***** DATA PROVIDED

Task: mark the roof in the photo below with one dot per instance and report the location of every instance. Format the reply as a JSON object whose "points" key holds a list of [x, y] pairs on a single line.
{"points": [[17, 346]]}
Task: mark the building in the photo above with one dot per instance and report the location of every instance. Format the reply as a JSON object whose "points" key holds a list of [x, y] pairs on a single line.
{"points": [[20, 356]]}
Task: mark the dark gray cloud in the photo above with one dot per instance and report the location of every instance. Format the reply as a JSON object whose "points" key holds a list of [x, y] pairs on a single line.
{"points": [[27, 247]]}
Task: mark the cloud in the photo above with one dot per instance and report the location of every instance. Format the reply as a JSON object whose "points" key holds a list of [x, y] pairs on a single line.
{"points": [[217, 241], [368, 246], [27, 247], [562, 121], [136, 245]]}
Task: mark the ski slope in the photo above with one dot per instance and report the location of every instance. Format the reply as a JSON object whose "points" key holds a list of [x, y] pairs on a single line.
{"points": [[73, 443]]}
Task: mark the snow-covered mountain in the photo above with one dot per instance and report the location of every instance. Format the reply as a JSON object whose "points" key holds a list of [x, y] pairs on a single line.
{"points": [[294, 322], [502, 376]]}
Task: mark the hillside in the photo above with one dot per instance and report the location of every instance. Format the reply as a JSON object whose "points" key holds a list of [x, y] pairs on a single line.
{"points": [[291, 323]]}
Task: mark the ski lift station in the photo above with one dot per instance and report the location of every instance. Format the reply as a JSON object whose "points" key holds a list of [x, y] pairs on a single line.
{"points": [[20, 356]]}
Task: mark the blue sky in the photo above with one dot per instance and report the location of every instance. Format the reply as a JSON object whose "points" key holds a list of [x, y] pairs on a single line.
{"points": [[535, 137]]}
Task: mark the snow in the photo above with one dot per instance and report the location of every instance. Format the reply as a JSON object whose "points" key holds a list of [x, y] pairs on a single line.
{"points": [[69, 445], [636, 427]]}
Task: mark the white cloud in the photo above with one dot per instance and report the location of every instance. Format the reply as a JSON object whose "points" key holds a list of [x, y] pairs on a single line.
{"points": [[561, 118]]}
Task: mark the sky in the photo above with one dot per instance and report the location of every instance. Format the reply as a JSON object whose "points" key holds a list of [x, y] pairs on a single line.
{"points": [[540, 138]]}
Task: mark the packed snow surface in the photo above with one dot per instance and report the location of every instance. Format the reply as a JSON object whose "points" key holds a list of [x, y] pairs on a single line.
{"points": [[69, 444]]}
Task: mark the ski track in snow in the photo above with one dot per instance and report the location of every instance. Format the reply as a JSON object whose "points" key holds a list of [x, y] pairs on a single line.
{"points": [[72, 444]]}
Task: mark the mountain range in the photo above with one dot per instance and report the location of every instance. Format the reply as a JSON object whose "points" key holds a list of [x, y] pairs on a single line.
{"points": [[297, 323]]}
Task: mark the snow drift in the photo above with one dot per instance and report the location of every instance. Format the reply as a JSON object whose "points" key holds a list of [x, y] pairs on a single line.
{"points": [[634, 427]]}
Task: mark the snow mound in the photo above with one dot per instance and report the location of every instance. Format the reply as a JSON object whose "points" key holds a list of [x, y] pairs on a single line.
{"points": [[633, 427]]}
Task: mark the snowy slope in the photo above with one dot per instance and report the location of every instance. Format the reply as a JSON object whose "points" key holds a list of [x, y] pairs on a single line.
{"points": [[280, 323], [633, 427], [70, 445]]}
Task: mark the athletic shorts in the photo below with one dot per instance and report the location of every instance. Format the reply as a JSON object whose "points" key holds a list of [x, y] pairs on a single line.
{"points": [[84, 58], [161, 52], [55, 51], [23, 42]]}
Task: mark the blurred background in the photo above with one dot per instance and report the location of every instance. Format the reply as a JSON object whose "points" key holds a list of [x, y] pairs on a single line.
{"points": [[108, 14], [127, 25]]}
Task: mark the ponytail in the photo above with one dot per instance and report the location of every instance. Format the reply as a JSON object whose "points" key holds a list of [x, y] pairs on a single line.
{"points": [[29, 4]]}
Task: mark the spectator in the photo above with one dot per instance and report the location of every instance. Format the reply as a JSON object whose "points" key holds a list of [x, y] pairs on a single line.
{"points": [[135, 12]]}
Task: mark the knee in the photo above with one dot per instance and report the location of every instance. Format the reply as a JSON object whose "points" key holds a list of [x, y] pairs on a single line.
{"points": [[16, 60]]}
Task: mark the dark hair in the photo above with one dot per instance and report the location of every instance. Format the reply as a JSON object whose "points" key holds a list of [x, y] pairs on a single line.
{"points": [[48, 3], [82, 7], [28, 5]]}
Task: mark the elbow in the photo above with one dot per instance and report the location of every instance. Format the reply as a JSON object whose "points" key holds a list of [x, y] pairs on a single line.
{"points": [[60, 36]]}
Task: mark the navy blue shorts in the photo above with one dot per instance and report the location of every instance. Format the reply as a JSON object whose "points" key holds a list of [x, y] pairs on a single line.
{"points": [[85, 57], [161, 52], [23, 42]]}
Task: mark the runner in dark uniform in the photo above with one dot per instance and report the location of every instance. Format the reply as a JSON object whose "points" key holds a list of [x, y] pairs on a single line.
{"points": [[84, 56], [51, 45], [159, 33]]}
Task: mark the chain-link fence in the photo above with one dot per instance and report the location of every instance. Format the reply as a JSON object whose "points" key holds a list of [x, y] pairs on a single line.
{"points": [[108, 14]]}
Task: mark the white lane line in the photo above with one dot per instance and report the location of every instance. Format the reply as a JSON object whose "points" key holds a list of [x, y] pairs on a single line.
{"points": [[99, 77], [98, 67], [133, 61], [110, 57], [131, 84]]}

**********

● **INSTRUCTIONS FOR THE TASK**
Nothing in the records may change; write them out again in full.

● **REPLY TO THE EXERCISE**
Task: mark the roof in the photo below with one dot per instance and report the location of every instance. Format the reply as a JSON object whose "points" key holds a list of [x, y] pairs on a single line.
{"points": [[17, 346]]}
Task: mark the building in the photo above with one dot per instance and report the location of every instance. Format the reply as a JSON object whose "points" key holds a list of [x, y] pairs on a single line.
{"points": [[20, 356]]}
Task: mark the dark gray cloud in the photo above with one dot per instance and report the location of every instance. Format the reply as a JSON object whose "points" key holds a list of [x, y] pairs on a single line.
{"points": [[27, 247]]}
Task: mark the cloud in the photo above with one dot per instance and report the location of every instance. Format the reply as a JSON object whose "points" key holds a list of [x, y] pairs on a single line.
{"points": [[217, 241], [368, 246], [27, 247], [562, 121], [136, 245]]}
Task: mark the ski slope in the photo above with one dot per instance and report the location of every instance. Format the reply as a JSON object whose "points" key holds a list of [x, y] pairs on a single line.
{"points": [[73, 443]]}
Task: mark the snow-covered mountain in the photo above with one dot per instance and report the location of every instance. Format the reply as a JSON object whose "points" key holds a list of [x, y] pairs on a single line.
{"points": [[294, 322], [502, 376]]}
Task: mark the hillside in the photo above with one dot per instance and report the location of every instance. Format the reply as a JSON object whose "points" key holds a list of [x, y] pairs on a single line.
{"points": [[291, 323]]}
Task: mark the ski lift station in the photo above with one dot per instance and report the location of every instance. Format the reply as a JSON object whose "points" key holds a list of [x, y] pairs on a single line.
{"points": [[20, 356]]}
Task: mark the blue sky in the photo above with one dot per instance and report the location of every instance. Format the reply as a JSON object whose "points" key holds a list of [x, y] pairs on a single line.
{"points": [[535, 137]]}
Task: mark the snow in the photo above with one dot per instance and report the location of every instance. Format the reply as a JSON object whose "points" key holds a list of [x, y] pairs on a single line.
{"points": [[69, 445], [636, 427]]}
Task: mark the white cloud in the photo above with one dot per instance and report the location of every instance. Format the reply as a JSON object whose "points" key holds a list of [x, y] pairs on a single line.
{"points": [[561, 118]]}
Task: mark the sky in the photo above with one dot per instance and report the location of every instance. Format the reply as a JSON object whose "points" key holds a list of [x, y] pairs on a single line.
{"points": [[540, 138]]}
Task: mark the packed snow surface in the photo above with one dot per instance and report the location of every instance. Format the reply as a JSON object whose "points" key holds a list of [x, y] pairs on a single line.
{"points": [[69, 444]]}
Task: mark the ski track in snow in the photo above with one dot per instance and report the location of every instance. Format the reply as a JSON object whose "points" key holds a list of [x, y] pairs on a single line.
{"points": [[72, 444]]}
Task: mark the mountain range in the photo above with one dot per instance and report the location of every instance. Format the reply as a JSON object whose "points" key holds a list of [x, y] pairs on a single line.
{"points": [[297, 323]]}
Task: mark the snow drift in the photo above with one dot per instance and report the location of every instance. Format the reply as a JSON object whose "points" key holds a list of [x, y] pairs on a single line.
{"points": [[634, 427]]}
Task: mark the snow mound in the photo above with one dot per instance and report the location of every instance. Format the reply as a JSON object whose "points" key holds a list of [x, y] pairs on a single line.
{"points": [[633, 427]]}
Task: mark the snowy slope in the photo above with one dot per instance and report the location of every instance. Format the reply as a JSON object whose "points" key holds a list of [x, y] pairs on a single line.
{"points": [[280, 323], [633, 427], [70, 445]]}
Task: mark the athletic shorts in the photo below with one dot per instance and report the location of every instance. Format the reply as a JSON object whose "points" key holds a list of [x, y] pairs on a single line.
{"points": [[84, 58], [161, 52], [55, 51], [23, 42]]}
Task: mark the blurred background in the photo above with one dot per instance and report the location of every instance. Format the reply as a JSON object whose "points" key holds a list of [x, y] pairs on a single line.
{"points": [[108, 14], [127, 25]]}
Task: mark the ponytail in the photo above with one dot per instance and report the location of every instance. Format the reply as a JSON object whose "points" key holds a list of [x, y] pairs on a single line.
{"points": [[29, 4]]}
Task: mark the spectator in the photo above with one dot per instance and report the location of every instance. Format the reply as a JSON object whose "points" key holds a list of [x, y] pairs on a single line.
{"points": [[135, 12]]}
Task: mark the knee in the photo above with one dot per instance and report the location of every instance. Format the reply as a JSON object whose "points" key holds a list of [x, y] pairs on a single line.
{"points": [[16, 60]]}
Task: mark the dark hair in the photo above with one dot per instance and report the location of every instance. Format the reply as a JSON object whose "points" key holds a list of [x, y] pairs on a single line.
{"points": [[48, 3], [82, 7], [28, 5]]}
Task: mark the elbow in the photo above with one dot per instance and report the location of every instance. Format the reply as a JSON object whose "points" key holds a list of [x, y] pairs on a single line.
{"points": [[60, 36]]}
Task: mark the navy blue shorts in the photo above with one dot per instance and report the location of every instance. Format the reply as a JSON object whose "points" key holds a list of [x, y] pairs on a single line.
{"points": [[85, 57], [161, 52], [23, 42]]}
Task: mark the runner in dark uniform in the photo above with one dot per instance and report the location of every instance. Format the reply as a JSON object whose "points" key holds a list of [x, y] pairs on a single line.
{"points": [[84, 56], [51, 45], [159, 33]]}
Task: mark the chain-link fence in the photo above with one dot per instance and report the location of every instance. Format the reply as a JSON object whose "points" key holds a list of [x, y] pairs on a single line.
{"points": [[108, 14]]}
Task: mark the white lane line in the photo above with one dot per instance and report the location of every instance. Format the reply as a JSON object whose "points" key holds a list of [x, y] pairs on a single line.
{"points": [[99, 77], [98, 67], [133, 61], [110, 57], [131, 84]]}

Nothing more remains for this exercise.